Search the entries for the word "wooden" and return every line where it is found.

- Opening Delimiter -

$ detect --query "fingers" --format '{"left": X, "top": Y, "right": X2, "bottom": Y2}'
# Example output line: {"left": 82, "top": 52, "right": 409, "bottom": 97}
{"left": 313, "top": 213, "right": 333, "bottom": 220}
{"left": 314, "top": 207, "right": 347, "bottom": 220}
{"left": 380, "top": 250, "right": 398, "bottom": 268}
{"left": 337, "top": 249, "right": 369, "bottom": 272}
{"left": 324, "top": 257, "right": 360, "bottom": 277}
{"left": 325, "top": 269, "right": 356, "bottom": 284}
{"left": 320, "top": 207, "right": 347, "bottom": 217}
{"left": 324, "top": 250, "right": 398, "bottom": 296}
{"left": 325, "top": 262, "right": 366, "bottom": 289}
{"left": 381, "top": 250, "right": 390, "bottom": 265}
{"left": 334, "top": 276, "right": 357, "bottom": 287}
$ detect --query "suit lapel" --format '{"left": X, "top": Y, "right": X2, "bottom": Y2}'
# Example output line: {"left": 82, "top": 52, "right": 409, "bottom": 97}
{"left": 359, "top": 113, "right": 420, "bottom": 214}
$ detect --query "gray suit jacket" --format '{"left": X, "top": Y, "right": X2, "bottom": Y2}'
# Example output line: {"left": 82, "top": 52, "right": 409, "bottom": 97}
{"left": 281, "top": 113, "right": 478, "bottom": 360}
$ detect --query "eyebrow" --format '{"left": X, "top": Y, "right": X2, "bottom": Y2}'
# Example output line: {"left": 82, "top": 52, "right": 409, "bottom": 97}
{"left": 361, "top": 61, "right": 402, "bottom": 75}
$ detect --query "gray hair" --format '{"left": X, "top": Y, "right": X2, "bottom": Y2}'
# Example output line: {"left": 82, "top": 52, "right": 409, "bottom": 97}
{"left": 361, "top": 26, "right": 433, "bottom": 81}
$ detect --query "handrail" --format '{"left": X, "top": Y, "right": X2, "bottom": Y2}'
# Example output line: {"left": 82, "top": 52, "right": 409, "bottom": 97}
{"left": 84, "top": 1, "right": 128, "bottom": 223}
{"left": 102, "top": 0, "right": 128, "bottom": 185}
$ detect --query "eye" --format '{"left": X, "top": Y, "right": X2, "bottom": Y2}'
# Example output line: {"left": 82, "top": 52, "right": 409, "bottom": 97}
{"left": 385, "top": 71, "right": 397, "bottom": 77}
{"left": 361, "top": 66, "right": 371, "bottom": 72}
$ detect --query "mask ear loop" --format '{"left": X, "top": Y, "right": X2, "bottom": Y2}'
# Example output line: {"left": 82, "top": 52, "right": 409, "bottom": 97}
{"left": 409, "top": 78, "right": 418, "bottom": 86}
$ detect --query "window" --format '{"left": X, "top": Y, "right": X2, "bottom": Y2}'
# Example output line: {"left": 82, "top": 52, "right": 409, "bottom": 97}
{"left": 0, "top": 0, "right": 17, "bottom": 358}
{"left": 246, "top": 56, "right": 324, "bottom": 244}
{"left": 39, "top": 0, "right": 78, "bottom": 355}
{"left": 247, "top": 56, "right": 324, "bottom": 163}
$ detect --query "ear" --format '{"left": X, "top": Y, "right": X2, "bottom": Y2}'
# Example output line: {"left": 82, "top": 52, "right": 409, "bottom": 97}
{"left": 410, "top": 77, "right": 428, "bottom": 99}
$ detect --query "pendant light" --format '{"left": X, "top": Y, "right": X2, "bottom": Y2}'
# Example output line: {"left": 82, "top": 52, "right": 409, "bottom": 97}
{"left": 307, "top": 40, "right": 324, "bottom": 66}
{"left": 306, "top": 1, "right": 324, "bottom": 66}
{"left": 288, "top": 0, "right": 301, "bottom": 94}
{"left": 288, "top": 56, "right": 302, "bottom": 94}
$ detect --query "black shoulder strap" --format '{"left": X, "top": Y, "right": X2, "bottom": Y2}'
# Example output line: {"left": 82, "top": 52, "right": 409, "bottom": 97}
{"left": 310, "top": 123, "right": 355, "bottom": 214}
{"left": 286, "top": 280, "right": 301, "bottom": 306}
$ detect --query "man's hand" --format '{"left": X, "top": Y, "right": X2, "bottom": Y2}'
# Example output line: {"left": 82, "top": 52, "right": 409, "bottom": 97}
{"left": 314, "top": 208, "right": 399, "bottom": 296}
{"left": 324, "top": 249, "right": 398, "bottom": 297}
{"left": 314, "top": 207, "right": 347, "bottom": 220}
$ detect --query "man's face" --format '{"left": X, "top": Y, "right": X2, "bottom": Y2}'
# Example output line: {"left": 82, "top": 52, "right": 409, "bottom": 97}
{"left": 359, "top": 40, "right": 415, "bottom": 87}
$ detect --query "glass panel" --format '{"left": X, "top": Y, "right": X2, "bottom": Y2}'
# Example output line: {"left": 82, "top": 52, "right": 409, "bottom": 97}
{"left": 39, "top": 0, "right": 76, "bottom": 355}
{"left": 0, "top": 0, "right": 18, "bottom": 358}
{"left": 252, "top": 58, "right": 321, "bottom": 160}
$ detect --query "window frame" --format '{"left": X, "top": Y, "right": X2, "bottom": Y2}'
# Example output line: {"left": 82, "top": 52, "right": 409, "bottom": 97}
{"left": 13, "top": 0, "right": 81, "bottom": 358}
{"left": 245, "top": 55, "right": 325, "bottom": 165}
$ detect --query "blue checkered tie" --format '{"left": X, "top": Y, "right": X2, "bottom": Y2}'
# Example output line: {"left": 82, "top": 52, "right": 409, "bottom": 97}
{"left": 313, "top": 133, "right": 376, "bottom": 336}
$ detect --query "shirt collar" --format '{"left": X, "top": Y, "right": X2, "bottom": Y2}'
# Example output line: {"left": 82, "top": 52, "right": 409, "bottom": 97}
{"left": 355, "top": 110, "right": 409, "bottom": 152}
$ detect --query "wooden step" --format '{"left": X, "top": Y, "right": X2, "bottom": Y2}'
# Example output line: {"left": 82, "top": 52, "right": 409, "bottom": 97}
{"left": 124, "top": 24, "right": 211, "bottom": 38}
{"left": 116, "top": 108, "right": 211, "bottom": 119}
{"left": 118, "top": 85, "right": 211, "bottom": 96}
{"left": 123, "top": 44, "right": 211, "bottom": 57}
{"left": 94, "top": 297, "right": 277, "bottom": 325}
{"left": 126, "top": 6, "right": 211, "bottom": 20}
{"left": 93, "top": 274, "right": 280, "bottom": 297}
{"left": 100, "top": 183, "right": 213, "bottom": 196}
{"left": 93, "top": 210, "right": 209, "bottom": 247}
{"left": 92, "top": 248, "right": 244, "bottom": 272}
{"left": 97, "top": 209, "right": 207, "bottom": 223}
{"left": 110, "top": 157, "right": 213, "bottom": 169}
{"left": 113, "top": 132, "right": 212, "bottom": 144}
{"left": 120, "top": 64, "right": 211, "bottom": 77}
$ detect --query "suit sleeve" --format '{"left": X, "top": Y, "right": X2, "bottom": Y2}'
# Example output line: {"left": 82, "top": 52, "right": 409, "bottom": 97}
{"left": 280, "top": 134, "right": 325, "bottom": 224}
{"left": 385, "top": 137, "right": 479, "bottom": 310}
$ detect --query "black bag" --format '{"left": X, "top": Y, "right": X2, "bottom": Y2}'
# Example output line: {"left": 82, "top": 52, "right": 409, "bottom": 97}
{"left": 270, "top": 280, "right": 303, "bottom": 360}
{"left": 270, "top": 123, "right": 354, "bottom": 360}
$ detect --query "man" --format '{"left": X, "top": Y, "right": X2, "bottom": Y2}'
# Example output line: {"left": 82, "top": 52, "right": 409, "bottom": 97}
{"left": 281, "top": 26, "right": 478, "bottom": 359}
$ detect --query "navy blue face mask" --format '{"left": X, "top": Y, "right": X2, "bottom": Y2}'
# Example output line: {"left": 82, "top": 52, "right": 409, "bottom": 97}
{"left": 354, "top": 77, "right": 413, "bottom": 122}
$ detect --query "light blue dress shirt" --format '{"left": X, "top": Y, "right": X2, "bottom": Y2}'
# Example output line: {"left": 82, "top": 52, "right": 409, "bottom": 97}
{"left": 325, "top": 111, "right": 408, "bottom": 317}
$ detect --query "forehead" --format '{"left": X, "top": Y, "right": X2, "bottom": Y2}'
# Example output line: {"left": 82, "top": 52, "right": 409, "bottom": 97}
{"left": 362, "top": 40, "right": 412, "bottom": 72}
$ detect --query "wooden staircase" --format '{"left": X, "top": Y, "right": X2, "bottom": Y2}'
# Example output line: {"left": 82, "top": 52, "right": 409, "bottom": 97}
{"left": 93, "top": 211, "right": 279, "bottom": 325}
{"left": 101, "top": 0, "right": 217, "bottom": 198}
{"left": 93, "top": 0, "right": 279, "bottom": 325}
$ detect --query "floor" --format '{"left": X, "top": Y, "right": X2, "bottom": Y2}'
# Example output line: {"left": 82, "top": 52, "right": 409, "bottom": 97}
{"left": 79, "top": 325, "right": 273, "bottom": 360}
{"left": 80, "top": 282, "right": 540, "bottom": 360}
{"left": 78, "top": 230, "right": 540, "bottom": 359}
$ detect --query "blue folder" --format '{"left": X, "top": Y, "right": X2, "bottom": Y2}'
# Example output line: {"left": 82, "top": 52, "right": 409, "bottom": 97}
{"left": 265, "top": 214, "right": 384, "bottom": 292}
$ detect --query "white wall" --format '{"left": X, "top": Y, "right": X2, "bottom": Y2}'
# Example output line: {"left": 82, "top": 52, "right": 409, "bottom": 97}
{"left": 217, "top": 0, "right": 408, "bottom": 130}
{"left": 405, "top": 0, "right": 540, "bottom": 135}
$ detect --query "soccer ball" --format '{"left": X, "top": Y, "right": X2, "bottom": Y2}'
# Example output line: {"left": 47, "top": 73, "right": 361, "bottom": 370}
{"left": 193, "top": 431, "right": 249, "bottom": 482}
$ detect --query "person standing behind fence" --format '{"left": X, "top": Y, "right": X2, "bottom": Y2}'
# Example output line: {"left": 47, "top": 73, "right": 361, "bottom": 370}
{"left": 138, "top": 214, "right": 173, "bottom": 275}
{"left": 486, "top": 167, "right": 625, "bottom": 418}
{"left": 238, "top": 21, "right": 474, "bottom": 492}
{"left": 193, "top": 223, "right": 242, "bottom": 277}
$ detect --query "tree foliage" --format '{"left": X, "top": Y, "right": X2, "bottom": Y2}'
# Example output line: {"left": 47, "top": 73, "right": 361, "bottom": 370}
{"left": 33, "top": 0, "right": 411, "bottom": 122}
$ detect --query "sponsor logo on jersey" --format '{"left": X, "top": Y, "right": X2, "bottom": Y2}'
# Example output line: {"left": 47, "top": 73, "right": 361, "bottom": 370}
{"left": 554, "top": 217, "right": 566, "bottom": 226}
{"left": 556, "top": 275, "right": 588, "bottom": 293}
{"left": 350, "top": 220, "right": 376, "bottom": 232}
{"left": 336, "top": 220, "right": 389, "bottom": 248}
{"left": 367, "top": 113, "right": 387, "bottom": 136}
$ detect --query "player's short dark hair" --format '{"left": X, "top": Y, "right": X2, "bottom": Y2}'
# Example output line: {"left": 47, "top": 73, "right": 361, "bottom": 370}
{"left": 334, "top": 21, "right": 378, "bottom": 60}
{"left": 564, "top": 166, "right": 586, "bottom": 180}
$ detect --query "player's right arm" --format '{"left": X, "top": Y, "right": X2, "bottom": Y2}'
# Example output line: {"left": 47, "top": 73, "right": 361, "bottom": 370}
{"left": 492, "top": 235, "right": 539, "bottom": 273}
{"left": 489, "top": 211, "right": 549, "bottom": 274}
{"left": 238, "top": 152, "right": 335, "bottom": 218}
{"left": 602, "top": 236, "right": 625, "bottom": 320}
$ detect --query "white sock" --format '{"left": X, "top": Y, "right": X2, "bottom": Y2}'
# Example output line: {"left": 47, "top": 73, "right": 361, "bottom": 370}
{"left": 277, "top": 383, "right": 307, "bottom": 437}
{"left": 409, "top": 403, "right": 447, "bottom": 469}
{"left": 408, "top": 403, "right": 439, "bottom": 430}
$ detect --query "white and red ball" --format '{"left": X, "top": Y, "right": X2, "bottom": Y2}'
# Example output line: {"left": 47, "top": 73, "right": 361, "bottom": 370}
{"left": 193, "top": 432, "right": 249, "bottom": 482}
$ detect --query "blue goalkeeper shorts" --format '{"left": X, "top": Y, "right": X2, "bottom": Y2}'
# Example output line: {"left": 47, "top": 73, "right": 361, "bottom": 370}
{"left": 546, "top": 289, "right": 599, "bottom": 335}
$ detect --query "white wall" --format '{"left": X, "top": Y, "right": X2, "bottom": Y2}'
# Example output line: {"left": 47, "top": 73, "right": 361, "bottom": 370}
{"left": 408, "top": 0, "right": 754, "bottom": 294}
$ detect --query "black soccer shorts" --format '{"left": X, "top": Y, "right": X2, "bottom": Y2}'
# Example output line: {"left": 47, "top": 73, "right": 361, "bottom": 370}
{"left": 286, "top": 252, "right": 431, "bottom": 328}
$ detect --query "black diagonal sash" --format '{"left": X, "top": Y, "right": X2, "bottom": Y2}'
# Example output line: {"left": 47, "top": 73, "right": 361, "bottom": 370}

- Closing Delimiter -

Written answer:
$ detect --query "wooden step" --format '{"left": X, "top": Y, "right": X2, "bottom": Y2}'
$ detect --query "wooden staircase" --format '{"left": X, "top": Y, "right": X2, "bottom": Y2}'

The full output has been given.